Short exercise ::
Can you gather every line in the rows below that contains the string "target"? Case matters.

Data extract ::
----

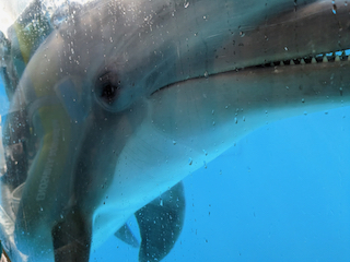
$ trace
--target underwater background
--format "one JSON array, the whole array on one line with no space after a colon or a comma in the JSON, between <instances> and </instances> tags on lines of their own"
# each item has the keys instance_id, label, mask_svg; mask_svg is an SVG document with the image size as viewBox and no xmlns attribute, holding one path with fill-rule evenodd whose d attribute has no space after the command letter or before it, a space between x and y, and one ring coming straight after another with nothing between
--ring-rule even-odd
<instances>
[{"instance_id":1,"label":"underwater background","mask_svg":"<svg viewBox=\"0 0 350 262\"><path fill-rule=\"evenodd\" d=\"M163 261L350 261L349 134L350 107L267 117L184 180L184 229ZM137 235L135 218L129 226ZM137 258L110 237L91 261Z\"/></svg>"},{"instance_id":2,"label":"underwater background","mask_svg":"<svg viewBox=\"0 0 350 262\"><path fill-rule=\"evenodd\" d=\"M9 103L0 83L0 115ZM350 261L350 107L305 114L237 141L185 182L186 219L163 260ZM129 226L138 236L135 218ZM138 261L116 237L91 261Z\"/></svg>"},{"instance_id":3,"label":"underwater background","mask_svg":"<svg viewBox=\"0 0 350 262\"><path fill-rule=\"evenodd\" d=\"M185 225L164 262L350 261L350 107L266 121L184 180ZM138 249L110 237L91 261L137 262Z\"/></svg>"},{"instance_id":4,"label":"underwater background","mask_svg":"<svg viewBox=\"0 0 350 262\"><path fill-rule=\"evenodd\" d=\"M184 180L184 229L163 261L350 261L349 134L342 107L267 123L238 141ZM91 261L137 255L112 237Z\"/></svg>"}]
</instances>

----

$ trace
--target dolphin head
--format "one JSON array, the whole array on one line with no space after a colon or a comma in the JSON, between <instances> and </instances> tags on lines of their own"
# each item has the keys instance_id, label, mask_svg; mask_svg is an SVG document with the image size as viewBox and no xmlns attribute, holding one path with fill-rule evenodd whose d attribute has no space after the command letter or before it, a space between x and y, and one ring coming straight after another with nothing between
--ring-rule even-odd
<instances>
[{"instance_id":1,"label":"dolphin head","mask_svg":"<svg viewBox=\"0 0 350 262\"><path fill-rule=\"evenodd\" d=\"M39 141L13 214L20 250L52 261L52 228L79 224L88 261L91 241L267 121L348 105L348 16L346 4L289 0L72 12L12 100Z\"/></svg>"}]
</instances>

----

Written solution ::
--target underwater background
--target dolphin head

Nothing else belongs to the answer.